#### FRAGMENTO SELECCIONADO:
..........
La hipótesis sostiene que todas las nuevas formas, tanto vivas como inertes, proceden de un “orden implícito creativo” generado por un campo mórfico, y evolucionan conforme a la costumbre de organizarse de uno u otro modo. Por ejemplo, cuando cristaliza por vez primera una sustancia química no existe ninguna resonancia mórfica anterior, pues es un evento primigenio. Tiene que crearse un nuevo campo mórfico. Entre la gran variedad de maneras energéticamente posibles en que la sustancia podría cristalizar, sólo una cobra realidad. Y no sólo eso, la próxima vez que esta sustancia cristalice en cualquier lugar del mundo, la resonancia mórfica de los primeros cristales aumentará la posibilidad de esta misma pauta de cristalización, y así sucesivamente. A medida que la pauta se convierte en algo cada vez más habitual, aparece una memoria acumulativa. Como consecuencia, el cristal tenderá a formarse más fácilmente en todo el mundo.

Carbonero común perforando el sello de aluminio de una botella de leche
Según Sheldrake, los organismos vivos no sólo heredarían los genes, sino también los campos mórficos. Los genes se reciben materialmente de los antepasados, y permiten elaborar ciertos tipos de biomoléculas. Los campos mórficos se heredarían de un modo no-material, por medio de la resonancia mórfica, no sólo de los antepasados directos, sino también de los demás miembros de la especie. El organismo en desarrollo se sincroniza con los campos mórficos de su especie, sobre la base de una memoria mancomunada o colectiva.
..........
Registros extraídos
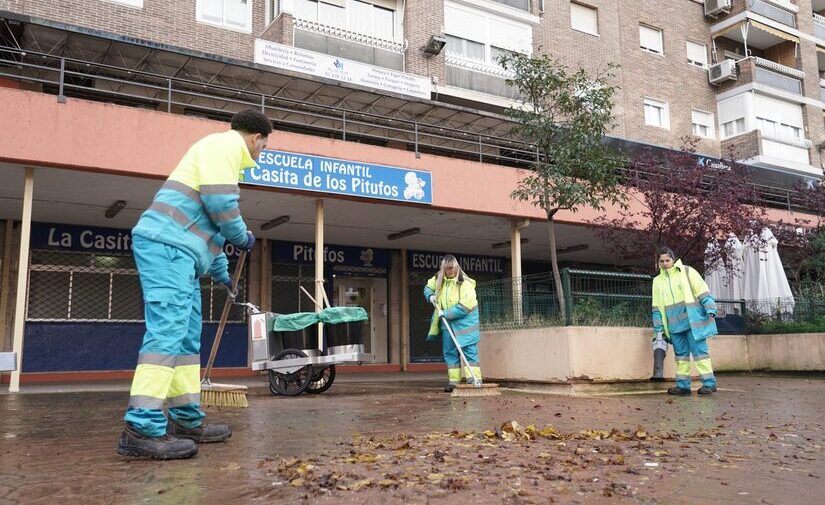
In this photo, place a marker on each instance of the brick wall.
(164, 21)
(742, 146)
(667, 78)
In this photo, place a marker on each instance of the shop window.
(232, 14)
(89, 287)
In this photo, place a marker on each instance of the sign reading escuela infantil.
(472, 264)
(281, 169)
(340, 69)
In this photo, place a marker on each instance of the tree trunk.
(555, 262)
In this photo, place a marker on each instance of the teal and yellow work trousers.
(453, 360)
(168, 367)
(685, 346)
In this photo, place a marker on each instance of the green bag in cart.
(295, 322)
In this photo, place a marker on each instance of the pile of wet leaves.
(507, 462)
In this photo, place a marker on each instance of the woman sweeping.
(455, 294)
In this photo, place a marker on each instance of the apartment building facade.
(410, 86)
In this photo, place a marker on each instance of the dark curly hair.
(252, 121)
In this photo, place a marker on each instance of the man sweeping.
(455, 294)
(177, 240)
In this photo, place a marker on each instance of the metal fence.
(616, 299)
(79, 287)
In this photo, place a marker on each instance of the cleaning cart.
(298, 357)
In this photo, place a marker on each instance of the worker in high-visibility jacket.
(684, 314)
(179, 239)
(455, 294)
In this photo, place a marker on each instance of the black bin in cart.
(287, 346)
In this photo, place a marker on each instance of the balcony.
(522, 5)
(778, 10)
(777, 153)
(769, 73)
(347, 44)
(819, 26)
(478, 76)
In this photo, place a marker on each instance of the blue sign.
(92, 239)
(472, 264)
(304, 253)
(281, 169)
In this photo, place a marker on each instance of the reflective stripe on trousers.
(169, 362)
(684, 345)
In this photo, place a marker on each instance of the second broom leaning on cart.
(455, 294)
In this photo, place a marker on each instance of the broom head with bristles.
(223, 395)
(471, 390)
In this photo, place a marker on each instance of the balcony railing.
(778, 76)
(341, 33)
(782, 12)
(819, 26)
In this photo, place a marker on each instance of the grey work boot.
(203, 434)
(133, 443)
(658, 365)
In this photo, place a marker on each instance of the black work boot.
(203, 434)
(658, 365)
(133, 443)
(676, 390)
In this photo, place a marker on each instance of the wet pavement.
(398, 439)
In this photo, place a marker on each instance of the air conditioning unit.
(715, 8)
(721, 72)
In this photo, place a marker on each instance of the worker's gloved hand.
(250, 242)
(228, 285)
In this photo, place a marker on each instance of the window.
(466, 49)
(232, 14)
(584, 19)
(650, 39)
(778, 130)
(356, 16)
(656, 113)
(734, 127)
(702, 123)
(482, 37)
(697, 54)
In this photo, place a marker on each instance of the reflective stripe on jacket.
(458, 302)
(196, 210)
(675, 293)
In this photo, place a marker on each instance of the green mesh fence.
(619, 299)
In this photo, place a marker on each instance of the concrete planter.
(571, 354)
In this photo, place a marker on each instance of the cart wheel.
(290, 384)
(322, 379)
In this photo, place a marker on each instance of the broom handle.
(455, 342)
(236, 276)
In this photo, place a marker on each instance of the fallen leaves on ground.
(510, 460)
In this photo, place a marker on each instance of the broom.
(467, 390)
(223, 395)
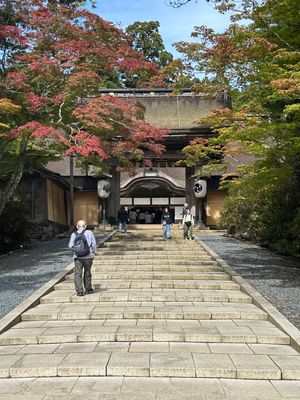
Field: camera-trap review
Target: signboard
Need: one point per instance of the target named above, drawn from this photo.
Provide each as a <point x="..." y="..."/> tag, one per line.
<point x="103" y="188"/>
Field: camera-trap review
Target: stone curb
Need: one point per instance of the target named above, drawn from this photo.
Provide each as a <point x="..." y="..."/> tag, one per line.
<point x="260" y="301"/>
<point x="14" y="316"/>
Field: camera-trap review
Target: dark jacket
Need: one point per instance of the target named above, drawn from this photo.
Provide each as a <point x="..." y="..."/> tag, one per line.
<point x="122" y="215"/>
<point x="167" y="217"/>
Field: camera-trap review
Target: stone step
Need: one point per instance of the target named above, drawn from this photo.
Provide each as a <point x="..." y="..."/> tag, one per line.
<point x="157" y="268"/>
<point x="188" y="245"/>
<point x="127" y="283"/>
<point x="160" y="261"/>
<point x="156" y="364"/>
<point x="144" y="310"/>
<point x="231" y="296"/>
<point x="147" y="388"/>
<point x="162" y="257"/>
<point x="214" y="331"/>
<point x="133" y="274"/>
<point x="182" y="253"/>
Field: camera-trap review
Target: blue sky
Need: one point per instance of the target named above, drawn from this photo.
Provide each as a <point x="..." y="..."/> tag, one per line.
<point x="175" y="24"/>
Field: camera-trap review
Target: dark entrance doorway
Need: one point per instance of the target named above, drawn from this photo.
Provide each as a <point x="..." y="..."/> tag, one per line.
<point x="150" y="214"/>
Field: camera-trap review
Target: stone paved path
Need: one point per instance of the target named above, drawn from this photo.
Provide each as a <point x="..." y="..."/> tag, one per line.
<point x="165" y="322"/>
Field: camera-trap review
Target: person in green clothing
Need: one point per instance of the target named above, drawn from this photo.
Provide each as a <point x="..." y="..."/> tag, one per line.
<point x="188" y="223"/>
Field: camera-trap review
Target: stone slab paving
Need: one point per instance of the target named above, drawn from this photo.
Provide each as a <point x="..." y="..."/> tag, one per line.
<point x="165" y="322"/>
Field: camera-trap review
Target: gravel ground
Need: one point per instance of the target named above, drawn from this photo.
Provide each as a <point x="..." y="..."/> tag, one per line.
<point x="277" y="278"/>
<point x="25" y="271"/>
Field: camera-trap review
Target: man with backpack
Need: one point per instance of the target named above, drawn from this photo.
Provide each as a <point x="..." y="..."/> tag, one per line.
<point x="83" y="244"/>
<point x="167" y="221"/>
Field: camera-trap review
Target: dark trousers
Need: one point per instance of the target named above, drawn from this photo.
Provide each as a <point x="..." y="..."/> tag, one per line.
<point x="83" y="265"/>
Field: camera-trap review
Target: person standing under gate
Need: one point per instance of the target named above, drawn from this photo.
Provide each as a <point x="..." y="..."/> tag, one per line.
<point x="166" y="220"/>
<point x="188" y="223"/>
<point x="83" y="244"/>
<point x="123" y="219"/>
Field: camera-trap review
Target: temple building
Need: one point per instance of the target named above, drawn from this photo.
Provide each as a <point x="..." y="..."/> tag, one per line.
<point x="150" y="189"/>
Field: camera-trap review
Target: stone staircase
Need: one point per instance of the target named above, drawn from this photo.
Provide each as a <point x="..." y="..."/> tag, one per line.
<point x="161" y="309"/>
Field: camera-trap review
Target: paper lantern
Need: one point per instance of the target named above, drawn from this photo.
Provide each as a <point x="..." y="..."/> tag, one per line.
<point x="103" y="188"/>
<point x="200" y="188"/>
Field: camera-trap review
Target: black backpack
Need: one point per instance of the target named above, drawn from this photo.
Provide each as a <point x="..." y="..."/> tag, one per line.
<point x="81" y="246"/>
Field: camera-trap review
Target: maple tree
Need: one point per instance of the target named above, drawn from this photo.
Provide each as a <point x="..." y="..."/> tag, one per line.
<point x="257" y="65"/>
<point x="54" y="58"/>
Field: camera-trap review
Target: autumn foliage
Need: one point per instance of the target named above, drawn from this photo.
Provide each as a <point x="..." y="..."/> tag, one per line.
<point x="54" y="59"/>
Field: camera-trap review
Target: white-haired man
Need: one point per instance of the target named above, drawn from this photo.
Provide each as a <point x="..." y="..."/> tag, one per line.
<point x="83" y="244"/>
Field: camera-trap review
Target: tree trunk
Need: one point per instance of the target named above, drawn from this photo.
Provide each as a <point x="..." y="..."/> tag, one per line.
<point x="11" y="185"/>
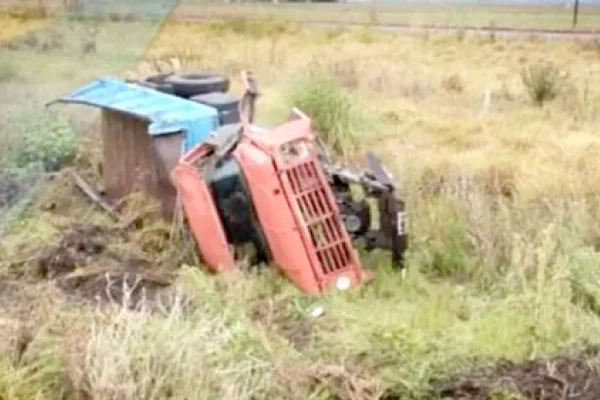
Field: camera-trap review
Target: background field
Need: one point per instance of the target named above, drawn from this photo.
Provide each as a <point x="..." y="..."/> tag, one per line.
<point x="502" y="192"/>
<point x="531" y="17"/>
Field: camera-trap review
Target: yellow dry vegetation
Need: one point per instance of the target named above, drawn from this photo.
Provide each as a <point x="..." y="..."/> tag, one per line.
<point x="432" y="94"/>
<point x="12" y="27"/>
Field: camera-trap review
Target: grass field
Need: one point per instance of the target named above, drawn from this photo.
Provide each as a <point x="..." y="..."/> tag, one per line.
<point x="503" y="200"/>
<point x="474" y="16"/>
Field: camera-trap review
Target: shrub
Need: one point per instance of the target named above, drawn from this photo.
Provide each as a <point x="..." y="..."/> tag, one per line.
<point x="44" y="139"/>
<point x="336" y="116"/>
<point x="542" y="81"/>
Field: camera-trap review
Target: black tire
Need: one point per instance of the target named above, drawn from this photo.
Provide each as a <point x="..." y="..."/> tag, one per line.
<point x="192" y="84"/>
<point x="157" y="82"/>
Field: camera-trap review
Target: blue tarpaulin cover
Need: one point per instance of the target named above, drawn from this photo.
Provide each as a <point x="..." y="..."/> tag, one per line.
<point x="166" y="113"/>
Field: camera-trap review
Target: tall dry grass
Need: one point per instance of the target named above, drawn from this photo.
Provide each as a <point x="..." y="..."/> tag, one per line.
<point x="503" y="205"/>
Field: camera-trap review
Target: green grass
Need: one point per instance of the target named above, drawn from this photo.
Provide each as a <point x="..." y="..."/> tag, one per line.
<point x="503" y="219"/>
<point x="480" y="16"/>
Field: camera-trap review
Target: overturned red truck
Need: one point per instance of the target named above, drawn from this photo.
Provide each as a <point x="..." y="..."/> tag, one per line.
<point x="279" y="190"/>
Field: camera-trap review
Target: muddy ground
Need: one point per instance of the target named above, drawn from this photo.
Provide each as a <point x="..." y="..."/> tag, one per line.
<point x="565" y="377"/>
<point x="84" y="268"/>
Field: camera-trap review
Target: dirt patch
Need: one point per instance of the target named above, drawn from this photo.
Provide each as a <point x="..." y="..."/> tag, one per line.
<point x="84" y="269"/>
<point x="564" y="377"/>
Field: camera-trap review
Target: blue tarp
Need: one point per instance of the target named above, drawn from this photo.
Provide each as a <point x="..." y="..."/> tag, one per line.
<point x="166" y="113"/>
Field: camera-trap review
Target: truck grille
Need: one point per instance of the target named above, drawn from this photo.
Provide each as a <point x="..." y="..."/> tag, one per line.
<point x="331" y="247"/>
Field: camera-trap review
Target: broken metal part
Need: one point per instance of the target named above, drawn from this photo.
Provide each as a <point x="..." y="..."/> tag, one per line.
<point x="376" y="183"/>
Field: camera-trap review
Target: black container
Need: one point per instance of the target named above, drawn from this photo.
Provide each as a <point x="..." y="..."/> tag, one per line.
<point x="224" y="103"/>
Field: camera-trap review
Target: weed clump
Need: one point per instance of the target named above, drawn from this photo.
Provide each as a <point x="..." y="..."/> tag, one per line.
<point x="543" y="82"/>
<point x="335" y="114"/>
<point x="44" y="139"/>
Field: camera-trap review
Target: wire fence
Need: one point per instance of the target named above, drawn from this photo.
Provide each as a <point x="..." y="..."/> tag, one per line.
<point x="81" y="41"/>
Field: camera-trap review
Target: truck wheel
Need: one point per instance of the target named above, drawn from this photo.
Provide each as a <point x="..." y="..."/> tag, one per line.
<point x="188" y="85"/>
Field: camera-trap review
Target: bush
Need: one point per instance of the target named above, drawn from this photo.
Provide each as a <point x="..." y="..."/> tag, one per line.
<point x="336" y="116"/>
<point x="44" y="139"/>
<point x="543" y="82"/>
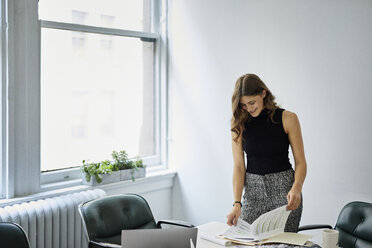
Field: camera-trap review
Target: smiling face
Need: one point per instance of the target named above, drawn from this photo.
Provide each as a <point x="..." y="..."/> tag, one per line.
<point x="253" y="104"/>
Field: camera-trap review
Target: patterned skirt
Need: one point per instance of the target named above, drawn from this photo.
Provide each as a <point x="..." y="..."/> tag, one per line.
<point x="263" y="193"/>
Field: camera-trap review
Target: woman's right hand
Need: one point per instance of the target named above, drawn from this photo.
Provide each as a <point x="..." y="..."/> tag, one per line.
<point x="233" y="216"/>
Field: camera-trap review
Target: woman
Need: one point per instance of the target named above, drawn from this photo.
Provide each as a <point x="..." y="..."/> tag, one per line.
<point x="264" y="132"/>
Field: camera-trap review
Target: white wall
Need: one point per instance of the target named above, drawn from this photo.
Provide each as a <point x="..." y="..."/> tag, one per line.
<point x="315" y="56"/>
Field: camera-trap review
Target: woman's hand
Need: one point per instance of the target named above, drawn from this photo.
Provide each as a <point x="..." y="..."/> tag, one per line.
<point x="233" y="216"/>
<point x="294" y="197"/>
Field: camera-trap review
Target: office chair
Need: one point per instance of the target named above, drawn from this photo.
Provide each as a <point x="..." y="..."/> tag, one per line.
<point x="104" y="218"/>
<point x="13" y="235"/>
<point x="354" y="224"/>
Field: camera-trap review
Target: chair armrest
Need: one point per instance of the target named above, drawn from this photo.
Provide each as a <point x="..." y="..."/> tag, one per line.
<point x="174" y="223"/>
<point x="94" y="244"/>
<point x="311" y="227"/>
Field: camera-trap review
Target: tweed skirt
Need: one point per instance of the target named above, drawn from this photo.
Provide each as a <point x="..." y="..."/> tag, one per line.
<point x="263" y="193"/>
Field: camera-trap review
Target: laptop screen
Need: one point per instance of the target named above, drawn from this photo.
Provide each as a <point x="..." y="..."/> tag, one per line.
<point x="159" y="238"/>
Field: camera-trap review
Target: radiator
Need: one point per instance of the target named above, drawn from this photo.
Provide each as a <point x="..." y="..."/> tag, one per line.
<point x="52" y="222"/>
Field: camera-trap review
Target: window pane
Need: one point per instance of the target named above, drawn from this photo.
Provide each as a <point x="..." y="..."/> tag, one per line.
<point x="122" y="14"/>
<point x="97" y="96"/>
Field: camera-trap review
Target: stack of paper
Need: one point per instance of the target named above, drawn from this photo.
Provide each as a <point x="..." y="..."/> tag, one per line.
<point x="268" y="228"/>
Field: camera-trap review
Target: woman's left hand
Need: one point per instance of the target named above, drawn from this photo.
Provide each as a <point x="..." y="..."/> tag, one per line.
<point x="293" y="198"/>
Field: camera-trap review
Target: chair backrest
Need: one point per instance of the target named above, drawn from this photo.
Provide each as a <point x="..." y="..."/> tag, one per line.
<point x="354" y="224"/>
<point x="104" y="218"/>
<point x="13" y="235"/>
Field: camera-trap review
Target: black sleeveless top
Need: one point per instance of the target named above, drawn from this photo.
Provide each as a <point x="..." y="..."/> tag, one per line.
<point x="266" y="144"/>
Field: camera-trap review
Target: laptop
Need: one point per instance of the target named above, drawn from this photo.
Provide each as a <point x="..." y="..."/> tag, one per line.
<point x="159" y="238"/>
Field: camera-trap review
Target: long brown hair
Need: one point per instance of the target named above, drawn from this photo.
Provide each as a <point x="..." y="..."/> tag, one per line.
<point x="249" y="85"/>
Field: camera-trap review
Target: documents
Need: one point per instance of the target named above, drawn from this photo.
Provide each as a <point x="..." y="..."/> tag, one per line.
<point x="266" y="225"/>
<point x="268" y="228"/>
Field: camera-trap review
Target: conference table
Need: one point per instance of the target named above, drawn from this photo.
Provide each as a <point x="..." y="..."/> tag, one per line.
<point x="215" y="228"/>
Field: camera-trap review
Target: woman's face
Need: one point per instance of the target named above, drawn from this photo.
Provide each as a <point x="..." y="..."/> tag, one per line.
<point x="253" y="104"/>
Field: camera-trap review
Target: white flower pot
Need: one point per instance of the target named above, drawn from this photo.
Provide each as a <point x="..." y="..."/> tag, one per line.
..........
#### ACTIVIDAD A:
Según el fragmento sobre la resonancia mórfica, ¿qué heredarían los organismos vivos además de los genes?
#### ACTIVIDAD B:
Traduce al inglés esta oración del fragmento sobre la resonancia mórfica: "Los genes se reciben materialmente de los antepasados, y permiten elaborar ciertos tipos de biomoléculas."
#### ACTIVIDAD C:
Transcribe sin cambios la parte del fragmento seleccionado que empieza en "Carbonero común perforando" y termina en "mancomunada o colectiva.".

#### RESULTADO A:
Los campos mórficos.

#### RESULTADO B:
Genes are received materially from ancestors, and they make it possible to produce certain types of biomolecules.

#### RESULTADO C:
Carbonero común perforando el sello de aluminio de una botella de leche
Según Sheldrake, los organismos vivos no sólo heredarían los genes, sino también los campos mórficos. Los genes se reciben materialmente de los antepasados, y permiten elaborar ciertos tipos de biomoléculas. Los campos mórficos se heredarían de un modo no-material, por medio de la resonancia mórfica, no sólo de los antepasados directos, sino también de los demás miembros de la especie. El organismo en desarrollo se sincroniza con los campos mórficos de su especie, sobre la base de una memoria mancomunada o colectiva.